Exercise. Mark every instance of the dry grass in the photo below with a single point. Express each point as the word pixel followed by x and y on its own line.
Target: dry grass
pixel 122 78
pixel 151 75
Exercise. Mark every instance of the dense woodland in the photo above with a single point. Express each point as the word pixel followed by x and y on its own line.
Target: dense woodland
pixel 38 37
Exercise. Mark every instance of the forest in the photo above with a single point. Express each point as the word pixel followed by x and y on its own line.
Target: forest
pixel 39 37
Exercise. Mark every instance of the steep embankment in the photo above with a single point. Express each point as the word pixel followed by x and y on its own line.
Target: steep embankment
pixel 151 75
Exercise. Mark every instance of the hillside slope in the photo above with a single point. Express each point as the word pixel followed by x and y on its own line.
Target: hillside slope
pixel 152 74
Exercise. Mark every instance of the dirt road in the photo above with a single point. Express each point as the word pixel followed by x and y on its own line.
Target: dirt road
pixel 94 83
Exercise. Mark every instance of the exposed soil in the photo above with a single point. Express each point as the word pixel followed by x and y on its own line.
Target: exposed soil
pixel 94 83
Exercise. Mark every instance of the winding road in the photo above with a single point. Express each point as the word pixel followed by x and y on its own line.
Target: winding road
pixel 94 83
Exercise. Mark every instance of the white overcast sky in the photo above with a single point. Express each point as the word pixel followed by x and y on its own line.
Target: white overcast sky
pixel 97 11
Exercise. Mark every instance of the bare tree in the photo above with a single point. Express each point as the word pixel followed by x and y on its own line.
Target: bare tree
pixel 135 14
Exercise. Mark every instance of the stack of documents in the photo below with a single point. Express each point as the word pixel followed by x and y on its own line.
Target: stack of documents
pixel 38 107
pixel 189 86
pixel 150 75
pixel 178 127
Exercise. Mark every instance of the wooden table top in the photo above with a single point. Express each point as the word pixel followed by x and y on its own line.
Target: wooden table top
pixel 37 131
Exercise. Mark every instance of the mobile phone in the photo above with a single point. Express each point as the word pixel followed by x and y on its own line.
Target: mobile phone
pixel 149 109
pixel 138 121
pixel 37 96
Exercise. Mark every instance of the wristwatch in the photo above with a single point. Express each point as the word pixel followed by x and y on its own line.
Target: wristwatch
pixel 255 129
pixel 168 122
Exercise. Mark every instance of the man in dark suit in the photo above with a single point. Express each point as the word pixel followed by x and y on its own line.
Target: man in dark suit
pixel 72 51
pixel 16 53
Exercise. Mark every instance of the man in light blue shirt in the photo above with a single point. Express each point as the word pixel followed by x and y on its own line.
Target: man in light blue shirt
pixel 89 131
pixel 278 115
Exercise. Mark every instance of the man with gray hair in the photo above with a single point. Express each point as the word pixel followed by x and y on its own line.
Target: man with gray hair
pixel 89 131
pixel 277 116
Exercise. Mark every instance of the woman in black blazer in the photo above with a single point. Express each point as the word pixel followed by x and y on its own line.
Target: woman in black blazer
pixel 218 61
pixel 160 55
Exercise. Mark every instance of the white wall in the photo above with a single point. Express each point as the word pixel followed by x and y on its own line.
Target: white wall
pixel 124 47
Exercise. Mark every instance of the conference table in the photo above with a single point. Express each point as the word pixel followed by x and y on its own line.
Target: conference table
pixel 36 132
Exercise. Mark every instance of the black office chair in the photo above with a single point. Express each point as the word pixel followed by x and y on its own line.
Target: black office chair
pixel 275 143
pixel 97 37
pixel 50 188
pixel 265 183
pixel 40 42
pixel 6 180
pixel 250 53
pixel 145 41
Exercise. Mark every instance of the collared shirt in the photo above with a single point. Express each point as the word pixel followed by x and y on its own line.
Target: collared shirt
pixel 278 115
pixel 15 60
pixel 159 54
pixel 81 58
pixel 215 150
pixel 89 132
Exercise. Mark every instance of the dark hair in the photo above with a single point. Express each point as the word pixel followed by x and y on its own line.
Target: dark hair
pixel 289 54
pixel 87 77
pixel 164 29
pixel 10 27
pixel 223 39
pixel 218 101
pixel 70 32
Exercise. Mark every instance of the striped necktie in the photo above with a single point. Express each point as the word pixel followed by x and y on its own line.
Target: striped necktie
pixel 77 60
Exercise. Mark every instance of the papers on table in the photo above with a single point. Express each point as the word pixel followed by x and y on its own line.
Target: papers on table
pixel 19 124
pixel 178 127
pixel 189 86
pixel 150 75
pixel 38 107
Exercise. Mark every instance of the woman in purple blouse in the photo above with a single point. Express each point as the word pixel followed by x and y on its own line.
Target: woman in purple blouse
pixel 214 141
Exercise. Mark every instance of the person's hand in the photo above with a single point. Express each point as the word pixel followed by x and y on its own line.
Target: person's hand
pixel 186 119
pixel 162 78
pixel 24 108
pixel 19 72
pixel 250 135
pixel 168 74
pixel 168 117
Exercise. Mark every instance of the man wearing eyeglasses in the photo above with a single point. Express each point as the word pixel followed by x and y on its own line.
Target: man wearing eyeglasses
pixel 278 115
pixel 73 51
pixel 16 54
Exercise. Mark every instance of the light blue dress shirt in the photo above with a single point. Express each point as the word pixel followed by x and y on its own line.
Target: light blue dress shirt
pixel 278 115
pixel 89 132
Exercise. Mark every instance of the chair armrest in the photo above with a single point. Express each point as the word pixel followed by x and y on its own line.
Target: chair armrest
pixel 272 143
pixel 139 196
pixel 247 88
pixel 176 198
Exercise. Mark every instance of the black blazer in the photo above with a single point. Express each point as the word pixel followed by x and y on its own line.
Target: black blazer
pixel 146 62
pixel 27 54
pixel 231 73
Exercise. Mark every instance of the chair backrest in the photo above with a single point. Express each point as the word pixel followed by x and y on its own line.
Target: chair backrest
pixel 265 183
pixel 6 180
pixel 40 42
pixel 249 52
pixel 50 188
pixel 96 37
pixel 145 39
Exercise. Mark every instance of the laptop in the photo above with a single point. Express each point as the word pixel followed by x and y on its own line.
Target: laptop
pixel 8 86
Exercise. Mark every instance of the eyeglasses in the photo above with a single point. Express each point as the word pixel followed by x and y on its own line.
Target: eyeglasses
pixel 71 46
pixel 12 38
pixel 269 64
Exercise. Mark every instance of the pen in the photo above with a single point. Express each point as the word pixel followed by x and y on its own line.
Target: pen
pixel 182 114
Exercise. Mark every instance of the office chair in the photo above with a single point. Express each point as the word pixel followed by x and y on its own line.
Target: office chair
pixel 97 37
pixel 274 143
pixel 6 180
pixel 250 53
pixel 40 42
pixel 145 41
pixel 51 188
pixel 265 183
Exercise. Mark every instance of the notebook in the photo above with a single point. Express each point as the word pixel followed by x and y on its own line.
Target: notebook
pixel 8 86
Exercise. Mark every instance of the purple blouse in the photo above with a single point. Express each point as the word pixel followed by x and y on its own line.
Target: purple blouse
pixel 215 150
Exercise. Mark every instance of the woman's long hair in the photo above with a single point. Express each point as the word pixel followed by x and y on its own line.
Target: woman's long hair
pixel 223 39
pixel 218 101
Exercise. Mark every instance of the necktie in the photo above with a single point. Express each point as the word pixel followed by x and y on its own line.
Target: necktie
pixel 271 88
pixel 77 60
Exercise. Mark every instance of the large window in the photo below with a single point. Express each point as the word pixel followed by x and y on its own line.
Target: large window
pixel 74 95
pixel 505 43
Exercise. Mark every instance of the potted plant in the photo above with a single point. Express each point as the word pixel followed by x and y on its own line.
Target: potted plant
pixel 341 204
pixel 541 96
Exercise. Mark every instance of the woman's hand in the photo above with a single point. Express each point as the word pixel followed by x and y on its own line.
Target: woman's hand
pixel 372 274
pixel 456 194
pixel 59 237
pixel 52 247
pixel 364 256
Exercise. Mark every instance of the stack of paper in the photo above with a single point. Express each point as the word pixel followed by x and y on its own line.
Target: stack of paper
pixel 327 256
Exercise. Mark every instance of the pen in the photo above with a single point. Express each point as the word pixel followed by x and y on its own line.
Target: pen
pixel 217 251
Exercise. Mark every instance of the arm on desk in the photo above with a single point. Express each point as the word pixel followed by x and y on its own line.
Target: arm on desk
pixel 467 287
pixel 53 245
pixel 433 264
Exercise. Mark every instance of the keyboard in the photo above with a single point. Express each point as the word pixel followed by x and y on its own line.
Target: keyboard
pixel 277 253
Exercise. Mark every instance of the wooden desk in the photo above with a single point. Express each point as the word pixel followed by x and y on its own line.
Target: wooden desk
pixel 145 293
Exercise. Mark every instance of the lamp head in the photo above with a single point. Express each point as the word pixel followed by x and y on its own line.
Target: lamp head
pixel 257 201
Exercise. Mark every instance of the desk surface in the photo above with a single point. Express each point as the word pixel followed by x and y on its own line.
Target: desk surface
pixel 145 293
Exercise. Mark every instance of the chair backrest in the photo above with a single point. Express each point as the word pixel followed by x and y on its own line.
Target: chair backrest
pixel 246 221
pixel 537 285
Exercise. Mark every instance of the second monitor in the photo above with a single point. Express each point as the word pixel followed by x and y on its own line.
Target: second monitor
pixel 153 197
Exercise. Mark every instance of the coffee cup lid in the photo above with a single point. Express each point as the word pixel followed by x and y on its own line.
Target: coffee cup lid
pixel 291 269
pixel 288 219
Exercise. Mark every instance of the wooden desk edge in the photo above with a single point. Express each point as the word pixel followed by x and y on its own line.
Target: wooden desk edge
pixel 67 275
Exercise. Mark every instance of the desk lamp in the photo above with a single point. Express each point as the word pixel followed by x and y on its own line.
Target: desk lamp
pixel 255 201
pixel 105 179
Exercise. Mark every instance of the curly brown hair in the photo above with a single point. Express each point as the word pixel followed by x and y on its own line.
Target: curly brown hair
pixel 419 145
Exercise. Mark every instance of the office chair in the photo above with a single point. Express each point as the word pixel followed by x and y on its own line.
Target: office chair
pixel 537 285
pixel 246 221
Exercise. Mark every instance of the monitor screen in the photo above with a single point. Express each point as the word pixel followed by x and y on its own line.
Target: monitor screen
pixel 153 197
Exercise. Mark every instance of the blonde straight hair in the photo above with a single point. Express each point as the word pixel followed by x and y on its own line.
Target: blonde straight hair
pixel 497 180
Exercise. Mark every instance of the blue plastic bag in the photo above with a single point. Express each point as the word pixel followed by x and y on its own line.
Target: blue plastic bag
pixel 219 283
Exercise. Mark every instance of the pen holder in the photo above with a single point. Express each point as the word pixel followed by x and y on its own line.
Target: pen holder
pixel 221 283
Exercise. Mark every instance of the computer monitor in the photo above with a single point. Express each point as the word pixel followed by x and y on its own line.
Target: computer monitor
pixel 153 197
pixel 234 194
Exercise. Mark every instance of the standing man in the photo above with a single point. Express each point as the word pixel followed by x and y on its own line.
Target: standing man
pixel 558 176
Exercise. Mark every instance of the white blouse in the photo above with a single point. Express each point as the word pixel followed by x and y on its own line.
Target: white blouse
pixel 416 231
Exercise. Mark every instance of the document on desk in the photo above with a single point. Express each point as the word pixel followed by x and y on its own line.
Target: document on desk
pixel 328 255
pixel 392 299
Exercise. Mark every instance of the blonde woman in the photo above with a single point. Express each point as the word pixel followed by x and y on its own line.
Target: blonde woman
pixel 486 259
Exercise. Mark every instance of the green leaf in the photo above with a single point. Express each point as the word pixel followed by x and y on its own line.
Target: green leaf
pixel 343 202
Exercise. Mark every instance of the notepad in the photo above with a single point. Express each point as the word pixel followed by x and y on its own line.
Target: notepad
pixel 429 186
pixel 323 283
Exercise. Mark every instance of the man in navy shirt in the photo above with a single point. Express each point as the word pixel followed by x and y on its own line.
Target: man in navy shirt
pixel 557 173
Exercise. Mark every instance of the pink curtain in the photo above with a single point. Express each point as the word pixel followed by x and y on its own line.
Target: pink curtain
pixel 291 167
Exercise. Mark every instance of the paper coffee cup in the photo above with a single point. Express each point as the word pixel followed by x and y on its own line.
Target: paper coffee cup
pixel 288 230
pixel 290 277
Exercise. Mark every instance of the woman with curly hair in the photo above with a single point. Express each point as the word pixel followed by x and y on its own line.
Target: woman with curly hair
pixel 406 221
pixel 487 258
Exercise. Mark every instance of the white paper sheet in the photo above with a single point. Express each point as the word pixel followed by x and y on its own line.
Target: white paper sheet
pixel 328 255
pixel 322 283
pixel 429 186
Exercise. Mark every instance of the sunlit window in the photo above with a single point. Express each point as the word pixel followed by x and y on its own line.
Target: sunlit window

- [What you should do] Print the items above from the line containing "Exercise. Mark every instance of the wristwatch" down to the line containing "pixel 36 132", both of those lines included, with every character unchanged.

- [Solution for this task]
Exercise. Mark every instance of the wristwatch in the photo above with a single point. Express each point as the word pixel followed by x and y on its own line.
Target: wristwatch
pixel 255 129
pixel 168 122
Exercise. Mark every instance of the man in dark suit in the photo above with a single point. Express each point as the word pixel followed by x and y on its own line.
Target: man in dark suit
pixel 72 51
pixel 16 53
Exercise. Mark every instance of the man in light blue shirt in the photo above with a single point. Express each point as the word pixel followed by x and y on its own line.
Target: man in light blue shirt
pixel 89 131
pixel 278 115
Exercise. Mark every instance of the man with gray hair in the photo above with a single point. Express each point as the word pixel followed by x and y on its own line.
Target: man with gray hair
pixel 89 131
pixel 277 116
Exercise. Mark every instance of the woman in black blazer in the photo above with a single point. Express each point as the word pixel followed by x and y on its own line.
Target: woman in black blazer
pixel 218 61
pixel 160 55
Exercise. Mark every instance of the white wall in the photo above with a single point. Express each point as the word pixel followed by x and y on its own line.
Target: white wall
pixel 124 47
Exercise. Mark every instance of the conference table in the photo above with a single point. Express each point as the word pixel followed by x and y on its own line.
Target: conference table
pixel 36 132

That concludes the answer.